Node applications on App Service Linux and getaddrinfo ENOTFOUND

5 minute read | By Anthony Salemo

Sometimes when making requests to external dependencies with Node applications, you may encounter an error showing “getaddrinfo ENOTOUND”. This can happen for a few different reasons, which we’ll go through below.

NOTE: These scenarios may not cover all reasons why this may occur, but more of the most common ones.

What is getaddrinfo ENOTFOUND?

This is can be looked as two parts for better clarity:

  • ENOTFOUND:

    ENOTFOUND is a DNS lookup failure thrown back by Node specifically - doc, meaning - this is something Node has created and is not a POSIX error - but, this can happen from the two real POSIX errors below.

    This can either happen from EAI_NONAME (reference) which can ultimately occur in scenarios like a DNS sever being reachable, but no matching name was found to the IP being looked up, a DNS server timing out, a defined DNS server not able to reached, and others.

    The other is EAI_NODATA (reference that can prompt a ENOTFOUND from Node. This can occur if the nodename has no data, which the nodename could be a name associated with the hostname of the IP address for the machine.

  • getaddrinfo:

    getaddrinfo is a function to help resolve DNS within the C standard libray. Under the hood for Node HTTP clients, such as the Node native HTTP module - or other clients like Axios, use dns.lookup() (source, ref) by default - which ultimately ends up calling getaddrinfo - which is what is actually returning the either of two POSIX errors; and lastly in turn node will return ENOTFOUND for this.

Possible causes

Although some reasons where address above, we’ll list some more day-to-day reasons on why this may be seen.

The remote address doesn’t exist

One big reason why this may occur is the remote address doesn’t actually exist. Which would likely be due to the URI being looked up in code is possibly mistyped. Take the below example, which uses Axios to make an outbound call to “google”. However, we have a typo here - where the URI is actually “https://google .com”.

router.get("/", async (_req, res, _next) => {
  try {
    const { data } = await axios.get(
      "https://google .com"

Data section -
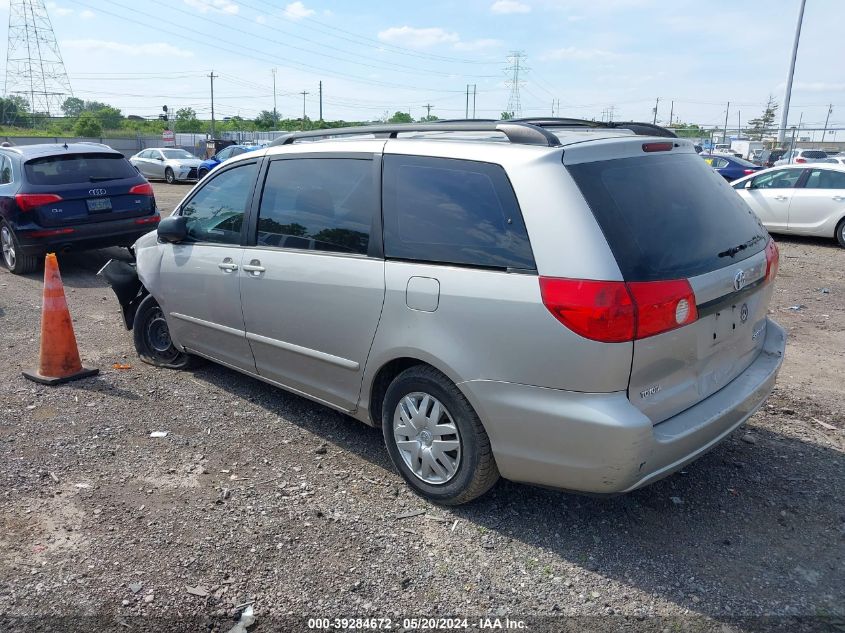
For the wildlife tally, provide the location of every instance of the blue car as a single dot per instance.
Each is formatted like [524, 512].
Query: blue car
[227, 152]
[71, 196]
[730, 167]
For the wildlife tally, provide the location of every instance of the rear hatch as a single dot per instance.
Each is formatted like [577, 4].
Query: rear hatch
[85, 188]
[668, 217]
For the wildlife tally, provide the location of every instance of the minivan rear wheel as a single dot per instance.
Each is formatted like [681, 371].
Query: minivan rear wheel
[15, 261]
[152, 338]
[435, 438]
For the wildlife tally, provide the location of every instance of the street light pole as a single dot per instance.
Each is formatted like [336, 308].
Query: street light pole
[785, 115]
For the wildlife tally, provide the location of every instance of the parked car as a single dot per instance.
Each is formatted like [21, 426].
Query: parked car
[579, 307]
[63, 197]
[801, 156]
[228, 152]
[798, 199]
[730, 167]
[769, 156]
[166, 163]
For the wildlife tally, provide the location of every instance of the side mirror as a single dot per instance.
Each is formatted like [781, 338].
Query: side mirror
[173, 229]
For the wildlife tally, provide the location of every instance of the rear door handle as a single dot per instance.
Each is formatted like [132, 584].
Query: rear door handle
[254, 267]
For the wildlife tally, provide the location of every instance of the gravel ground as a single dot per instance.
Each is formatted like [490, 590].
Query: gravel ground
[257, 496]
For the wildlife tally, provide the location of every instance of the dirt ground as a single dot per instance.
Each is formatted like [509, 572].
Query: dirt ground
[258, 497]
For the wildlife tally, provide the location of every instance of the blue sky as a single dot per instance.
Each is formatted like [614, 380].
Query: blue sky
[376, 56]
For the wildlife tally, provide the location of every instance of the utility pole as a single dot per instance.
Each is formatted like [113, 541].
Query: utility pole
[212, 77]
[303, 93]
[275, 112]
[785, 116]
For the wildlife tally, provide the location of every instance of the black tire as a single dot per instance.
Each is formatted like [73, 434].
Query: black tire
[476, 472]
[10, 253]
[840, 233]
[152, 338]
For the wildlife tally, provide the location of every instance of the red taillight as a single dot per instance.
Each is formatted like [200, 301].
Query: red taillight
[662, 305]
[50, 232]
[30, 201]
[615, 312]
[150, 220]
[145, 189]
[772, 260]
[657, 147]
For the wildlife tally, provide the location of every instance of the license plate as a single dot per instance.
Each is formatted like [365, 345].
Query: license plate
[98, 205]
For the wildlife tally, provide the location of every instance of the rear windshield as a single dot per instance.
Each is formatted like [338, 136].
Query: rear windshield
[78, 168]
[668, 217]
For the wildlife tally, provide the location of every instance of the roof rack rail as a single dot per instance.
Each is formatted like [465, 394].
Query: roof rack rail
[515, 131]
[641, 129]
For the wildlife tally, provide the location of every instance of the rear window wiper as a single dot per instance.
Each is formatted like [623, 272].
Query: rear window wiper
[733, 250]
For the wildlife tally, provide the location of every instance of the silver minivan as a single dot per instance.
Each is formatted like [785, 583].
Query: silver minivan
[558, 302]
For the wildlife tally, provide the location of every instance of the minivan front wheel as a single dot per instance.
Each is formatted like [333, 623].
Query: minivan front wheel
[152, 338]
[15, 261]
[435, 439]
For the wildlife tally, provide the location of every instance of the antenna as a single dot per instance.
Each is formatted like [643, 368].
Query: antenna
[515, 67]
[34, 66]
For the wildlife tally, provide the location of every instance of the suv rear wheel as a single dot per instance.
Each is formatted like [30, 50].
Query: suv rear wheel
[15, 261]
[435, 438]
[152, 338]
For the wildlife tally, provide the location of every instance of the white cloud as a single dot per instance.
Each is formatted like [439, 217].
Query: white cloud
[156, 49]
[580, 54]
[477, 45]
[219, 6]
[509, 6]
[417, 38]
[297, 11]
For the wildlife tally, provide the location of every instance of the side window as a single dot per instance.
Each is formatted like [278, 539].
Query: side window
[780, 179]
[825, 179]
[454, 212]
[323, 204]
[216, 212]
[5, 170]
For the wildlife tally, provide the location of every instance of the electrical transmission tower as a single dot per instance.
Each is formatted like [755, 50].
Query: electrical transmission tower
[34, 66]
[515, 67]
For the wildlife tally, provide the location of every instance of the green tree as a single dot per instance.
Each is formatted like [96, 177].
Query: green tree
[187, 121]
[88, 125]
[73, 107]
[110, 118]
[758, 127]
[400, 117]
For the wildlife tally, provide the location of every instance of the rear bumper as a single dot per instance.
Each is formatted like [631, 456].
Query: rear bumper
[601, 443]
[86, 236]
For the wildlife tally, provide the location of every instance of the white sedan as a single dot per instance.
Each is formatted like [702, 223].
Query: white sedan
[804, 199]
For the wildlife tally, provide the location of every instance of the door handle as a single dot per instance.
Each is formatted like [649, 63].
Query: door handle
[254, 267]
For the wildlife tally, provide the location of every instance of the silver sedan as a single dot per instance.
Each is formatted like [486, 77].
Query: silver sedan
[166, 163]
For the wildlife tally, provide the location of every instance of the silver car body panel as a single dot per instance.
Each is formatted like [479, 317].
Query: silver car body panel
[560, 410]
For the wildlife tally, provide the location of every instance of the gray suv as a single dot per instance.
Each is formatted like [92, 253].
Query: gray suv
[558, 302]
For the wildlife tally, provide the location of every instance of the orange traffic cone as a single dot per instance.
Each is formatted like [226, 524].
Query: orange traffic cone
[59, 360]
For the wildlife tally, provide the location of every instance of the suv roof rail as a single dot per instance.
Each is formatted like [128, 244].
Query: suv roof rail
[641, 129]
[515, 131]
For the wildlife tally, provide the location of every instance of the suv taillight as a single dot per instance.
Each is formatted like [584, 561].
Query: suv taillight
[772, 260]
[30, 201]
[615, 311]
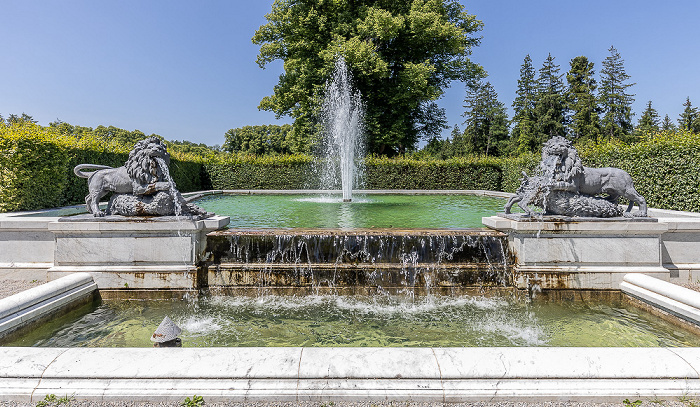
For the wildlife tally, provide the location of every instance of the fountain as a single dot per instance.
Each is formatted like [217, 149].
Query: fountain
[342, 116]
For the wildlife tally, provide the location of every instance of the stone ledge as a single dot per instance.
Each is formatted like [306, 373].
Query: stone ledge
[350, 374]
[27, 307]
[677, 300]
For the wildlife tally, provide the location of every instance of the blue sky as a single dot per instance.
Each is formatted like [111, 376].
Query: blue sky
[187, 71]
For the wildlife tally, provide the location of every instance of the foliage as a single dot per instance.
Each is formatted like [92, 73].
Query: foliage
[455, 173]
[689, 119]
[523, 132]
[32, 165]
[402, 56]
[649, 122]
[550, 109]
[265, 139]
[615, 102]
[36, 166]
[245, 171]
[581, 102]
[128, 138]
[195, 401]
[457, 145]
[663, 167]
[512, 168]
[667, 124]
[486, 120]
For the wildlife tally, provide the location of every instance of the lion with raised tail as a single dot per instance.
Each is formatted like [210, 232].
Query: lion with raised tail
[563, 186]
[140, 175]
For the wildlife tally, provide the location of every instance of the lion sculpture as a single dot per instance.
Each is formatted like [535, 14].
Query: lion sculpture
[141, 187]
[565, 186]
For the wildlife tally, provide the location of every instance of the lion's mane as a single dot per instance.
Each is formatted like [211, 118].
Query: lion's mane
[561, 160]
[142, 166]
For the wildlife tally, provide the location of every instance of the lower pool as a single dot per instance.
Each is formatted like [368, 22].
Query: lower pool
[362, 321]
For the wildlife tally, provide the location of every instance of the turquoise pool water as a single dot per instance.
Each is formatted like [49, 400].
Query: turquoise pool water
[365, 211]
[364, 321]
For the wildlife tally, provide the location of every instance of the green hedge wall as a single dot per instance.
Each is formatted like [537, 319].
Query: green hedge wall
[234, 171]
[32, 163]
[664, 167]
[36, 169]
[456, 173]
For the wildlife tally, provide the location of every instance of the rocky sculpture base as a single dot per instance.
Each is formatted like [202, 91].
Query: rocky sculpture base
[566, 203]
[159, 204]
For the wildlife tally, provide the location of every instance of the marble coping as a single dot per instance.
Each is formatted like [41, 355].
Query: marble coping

Task requirements -
A. Copy the passage from the getaddrinfo ENOTFOUND article from "What is getaddrinfo" to "POSIX errors below.", substituting "name resolution failure" for "DNS lookup failure".
B. Please pick up the article on getaddrinfo ENOTFOUND from where it stops.

Task-by-task results -
A.
What is getaddrinfo ENOTFOUND?

This is can be looked as two parts for better clarity:

  • ENOTFOUND:

    ENOTFOUND is a name resolution failure thrown back by Node specifically - doc, meaning - this is something Node has created and is not a POSIX error - but, this can happen from the two real POSIX errors below.

B.
    );
    console.log(data);
    res.json({ message: "Calling a non-existing or blocked site.." });
  } catch (error) {
    console.error(error);
    res.status(500).send(error)
  }
});

This will throw the below error, which most of the time will usually look like this:

getaddrinfo ENOTFOUND google
    at GetAddrInfoReqWrap.onlookup [as oncomplete] (dns.js:71:26) {
  hostname: 'google',
  syscall: 'getaddrinfo',
  code: 'ENOTFOUND',
  errno: -3008,

As expected, correcting the typo will resolve this. Another scenario here is for sites that plainly may not exist anymore - such a permanent removal of an FQDN or similiar. In those cases, the below troubleshooting can be used.

DNS related issues can manifest in a few ways, but this is another source of ENOTFOUND, and argubly the more-so direct reason for this - since getaddrinfo is inheritly DNS related, as explained above.

Improperly configured DNS servers (if using custom DNS, Azure DNS is the default on Azure App Serivce) - or domains, may contribute to this. If using a custom DNS server and wanting to rule this out, WEBSITE_DNS_SERVER could be set to a test value of 8.8.8.8.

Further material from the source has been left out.